> [EXERCISE]
Rewrite every one of the following rows with "wildlife observation" swapped for "scene annotation", keeping everything else unchanged.

★ ★ ★

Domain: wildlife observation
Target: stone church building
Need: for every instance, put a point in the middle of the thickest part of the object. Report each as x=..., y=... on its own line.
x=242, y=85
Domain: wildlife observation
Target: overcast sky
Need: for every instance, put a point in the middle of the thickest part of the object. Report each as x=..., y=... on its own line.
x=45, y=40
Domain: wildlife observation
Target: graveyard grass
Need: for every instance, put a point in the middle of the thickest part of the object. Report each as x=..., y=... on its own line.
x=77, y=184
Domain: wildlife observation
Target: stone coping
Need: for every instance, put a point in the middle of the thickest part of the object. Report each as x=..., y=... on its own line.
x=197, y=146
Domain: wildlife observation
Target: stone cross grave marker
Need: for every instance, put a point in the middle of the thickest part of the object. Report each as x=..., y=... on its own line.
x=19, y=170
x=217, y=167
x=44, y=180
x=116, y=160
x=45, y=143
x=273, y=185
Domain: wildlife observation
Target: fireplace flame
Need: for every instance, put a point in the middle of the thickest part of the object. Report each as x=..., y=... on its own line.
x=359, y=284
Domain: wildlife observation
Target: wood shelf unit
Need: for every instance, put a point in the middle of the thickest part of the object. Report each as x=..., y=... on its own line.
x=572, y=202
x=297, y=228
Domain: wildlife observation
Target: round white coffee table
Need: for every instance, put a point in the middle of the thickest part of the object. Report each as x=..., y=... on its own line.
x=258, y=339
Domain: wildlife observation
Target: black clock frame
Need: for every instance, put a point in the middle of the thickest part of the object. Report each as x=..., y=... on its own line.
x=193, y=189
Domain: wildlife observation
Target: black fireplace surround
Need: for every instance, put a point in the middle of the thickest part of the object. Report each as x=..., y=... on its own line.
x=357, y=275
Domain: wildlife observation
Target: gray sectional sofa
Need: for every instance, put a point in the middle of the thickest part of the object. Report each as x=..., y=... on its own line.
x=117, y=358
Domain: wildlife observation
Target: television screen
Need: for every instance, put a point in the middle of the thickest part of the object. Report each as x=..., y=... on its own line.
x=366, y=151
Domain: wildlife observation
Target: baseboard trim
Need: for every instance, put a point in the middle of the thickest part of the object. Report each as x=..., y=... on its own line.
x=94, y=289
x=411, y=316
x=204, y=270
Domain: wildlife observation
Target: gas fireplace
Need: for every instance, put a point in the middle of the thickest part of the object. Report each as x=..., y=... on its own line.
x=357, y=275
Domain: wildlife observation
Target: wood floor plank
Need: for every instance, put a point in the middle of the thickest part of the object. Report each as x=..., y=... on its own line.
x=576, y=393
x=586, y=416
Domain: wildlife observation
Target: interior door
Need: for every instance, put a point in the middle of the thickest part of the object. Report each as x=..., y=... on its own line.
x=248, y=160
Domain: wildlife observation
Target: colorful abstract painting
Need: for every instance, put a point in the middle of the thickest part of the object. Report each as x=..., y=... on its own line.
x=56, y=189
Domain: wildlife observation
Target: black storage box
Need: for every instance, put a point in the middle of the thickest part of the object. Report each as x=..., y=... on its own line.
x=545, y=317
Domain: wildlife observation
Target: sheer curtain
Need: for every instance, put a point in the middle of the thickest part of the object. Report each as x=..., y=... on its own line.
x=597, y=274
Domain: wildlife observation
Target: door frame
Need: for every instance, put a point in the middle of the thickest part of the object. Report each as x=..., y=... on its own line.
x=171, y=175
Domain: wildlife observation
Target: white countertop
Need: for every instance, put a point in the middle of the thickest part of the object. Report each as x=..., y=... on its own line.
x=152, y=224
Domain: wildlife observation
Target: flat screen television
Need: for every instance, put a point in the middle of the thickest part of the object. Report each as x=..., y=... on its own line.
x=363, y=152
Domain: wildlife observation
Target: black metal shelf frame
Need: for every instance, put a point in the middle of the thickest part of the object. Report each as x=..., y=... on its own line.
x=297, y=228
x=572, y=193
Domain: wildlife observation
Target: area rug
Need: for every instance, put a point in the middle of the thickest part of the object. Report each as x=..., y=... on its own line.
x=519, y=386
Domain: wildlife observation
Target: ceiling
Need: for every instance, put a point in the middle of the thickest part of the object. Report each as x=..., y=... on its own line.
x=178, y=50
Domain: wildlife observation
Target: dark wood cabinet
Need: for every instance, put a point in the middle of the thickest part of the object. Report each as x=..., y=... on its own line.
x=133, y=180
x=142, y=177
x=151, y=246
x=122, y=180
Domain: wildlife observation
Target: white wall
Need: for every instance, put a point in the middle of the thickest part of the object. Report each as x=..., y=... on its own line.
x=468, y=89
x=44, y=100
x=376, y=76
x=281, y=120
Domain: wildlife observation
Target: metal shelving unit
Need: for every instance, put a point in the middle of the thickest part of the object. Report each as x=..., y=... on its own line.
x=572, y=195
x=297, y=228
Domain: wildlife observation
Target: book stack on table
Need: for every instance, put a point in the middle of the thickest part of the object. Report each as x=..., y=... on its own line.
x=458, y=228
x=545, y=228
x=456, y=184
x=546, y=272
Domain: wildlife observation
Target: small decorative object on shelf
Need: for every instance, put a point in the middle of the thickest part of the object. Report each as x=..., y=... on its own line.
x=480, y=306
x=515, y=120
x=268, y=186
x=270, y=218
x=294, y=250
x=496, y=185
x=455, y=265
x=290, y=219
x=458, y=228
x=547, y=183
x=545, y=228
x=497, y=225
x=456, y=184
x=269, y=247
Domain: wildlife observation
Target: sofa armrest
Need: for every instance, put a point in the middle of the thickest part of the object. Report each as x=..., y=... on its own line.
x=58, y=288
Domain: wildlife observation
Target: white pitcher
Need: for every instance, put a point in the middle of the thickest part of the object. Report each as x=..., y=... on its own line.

★ ★ ★

> [FINAL ANSWER]
Domain: scene annotation
Target: stone church building
Need: for every instance, put a point in the middle of the thickest part of the object. Report each as x=..., y=... on its own line.
x=242, y=85
Domain: scene annotation
Target: overcast sky
Need: for every instance, put a point in the middle of the thickest part of the object. Report each as x=..., y=... on its own line.
x=45, y=40
Domain: scene annotation
Target: graveyard grass
Need: for every instance, put a point in the middle of the thickest part of the object. Report each as x=..., y=... on its own line.
x=77, y=184
Domain: scene annotation
Target: stone coping
Need: for every instance, put a point in the middle of the thickest part of the object. Report each as x=..., y=... on its own line.
x=197, y=146
Domain: scene annotation
Target: stone cross grave marker
Need: for every instance, put a point in the middle of the thickest part of the object. Report each as x=..., y=... on its own line.
x=19, y=170
x=217, y=167
x=44, y=180
x=116, y=160
x=45, y=143
x=273, y=185
Domain: scene annotation
Target: fireplace flame
Need: for every instance, put a point in the middle of the thickest part of the object. Report each as x=..., y=... on its own line.
x=359, y=284
Domain: scene annotation
Target: wood shelf unit
Need: for every instance, put a point in the middle of the thickest part of the object. Report each as x=..., y=... on its own line.
x=572, y=202
x=297, y=228
Domain: scene annotation
Target: round white coffee table
Need: for every instance, put a point in the middle of the thickest part of the object. Report each as x=..., y=... on its own line.
x=258, y=339
Domain: scene annotation
Target: black clock frame
Need: for every instance, put a point in the middle of the thickest part of the object. Report each as x=..., y=... on its own line.
x=193, y=189
Domain: scene annotation
Target: black fireplace surround
Need: for every instance, put a point in the middle of the thickest part of the object. Report each as x=..., y=... on its own line.
x=357, y=275
Domain: scene annotation
Target: gray sectional sofa
Need: for every instance, put a point in the middle of the thickest part of the object. Report each as x=..., y=... on its own line.
x=117, y=358
Domain: scene annotation
Target: television screen
Need: for every instance, put a point in the middle of the thickest part of the object. Report each as x=..., y=... on its own line.
x=366, y=151
Domain: scene annotation
Target: baseboard trim
Need: for every instance, put a point in the middle of the thickest part of the object. Report each as x=..., y=... on its own line.
x=94, y=289
x=411, y=316
x=204, y=270
Domain: scene annotation
Target: gas fireplace
Need: for every instance, put a point in the middle of the thickest part of the object. Report each as x=..., y=... on its own line.
x=357, y=275
Domain: scene annotation
Target: wood floor plank
Need: for every instance, put a point in the middle of the thickest part of the object. Report each as x=..., y=... on its own line.
x=576, y=393
x=586, y=416
Domain: scene annotation
Target: interior door
Need: for every instance, put a point in the middle of the thickest part of the object. Report each as x=..., y=... on its own line.
x=248, y=160
Domain: scene annotation
Target: colorful abstract painting
Need: for every instance, put a point in the middle of the thickest part of the object. Report each as x=..., y=... on its own line.
x=56, y=189
Domain: scene annotation
Target: black storage box
Need: for every instance, put a point in the middle of the thickest part of the object. Report each as x=..., y=... on its own line.
x=545, y=317
Domain: scene annotation
Target: sheer curtain
Need: for every instance, put a point in the middle of the thickest part of the object. Report each as x=..., y=... on its own line.
x=597, y=274
Domain: scene annotation
Target: door frame
Need: for every instance, put a point in the middle of the thickest part of the object. Report each as x=..., y=... on its own line.
x=171, y=175
Domain: scene annotation
Target: white countertop
Need: for every instance, put a point in the middle of the thickest part of the object. Report each as x=..., y=... on its own line.
x=152, y=224
Domain: scene annotation
Target: flat screen television
Need: for every instance, put a point in the middle of the thickest part of the object. Report each as x=..., y=... on its own line.
x=363, y=152
Domain: scene annotation
Target: black metal shelf frame
Need: for every instance, put a point in the middle of the thickest part of the object. Report each as x=..., y=... on its own line.
x=297, y=228
x=572, y=193
Domain: scene annotation
Target: area rug
Need: for every instance, put a point in the middle of the thickest part of the object. Report each as x=..., y=... on its own line.
x=519, y=386
Domain: scene annotation
Target: ceiling
Need: for every instance, put a point in the middle of the thickest part of the object. Report each as x=..., y=... on its own line.
x=178, y=50
Domain: scene annotation
Target: dark wood cabinet
Need: for every instance, put a point in the middle of the thickest part of the object. Report each as x=..., y=... on its own line.
x=133, y=180
x=142, y=177
x=151, y=246
x=122, y=180
Domain: scene annotation
Target: white wall
Need: for every instance, put a point in the middle of the thickest part of the object. Report each as x=..., y=... on its own line.
x=468, y=89
x=44, y=100
x=376, y=76
x=281, y=120
Domain: scene annotation
Target: metal shelving unit
Need: for every instance, put a point in the middle of the thickest part of the object. Report each as x=..., y=... on its own line.
x=572, y=195
x=297, y=228
Domain: scene annotation
Target: book stack on table
Need: for every instance, put a point in the middle of the thickest part of the object. Report each as x=..., y=... on its own line.
x=458, y=228
x=545, y=228
x=456, y=184
x=546, y=272
Domain: scene annotation
Target: small decorative object on shelf
Need: for every instance, put a point in the middle of the thickest part of the object. Report each as x=..., y=... on its own line.
x=480, y=306
x=515, y=120
x=268, y=186
x=270, y=218
x=294, y=250
x=496, y=185
x=455, y=265
x=290, y=219
x=458, y=228
x=547, y=183
x=545, y=228
x=497, y=225
x=456, y=184
x=269, y=247
Domain: scene annotation
Target: sofa armrest
Need: for every instance, put a point in the middle of the thickest part of the object. Report each as x=..., y=... on its own line.
x=58, y=288
Domain: scene annotation
Target: white pitcher
Need: for every instance, put a point in the middle of the thickest part of the object. Report each as x=..., y=... on its own line.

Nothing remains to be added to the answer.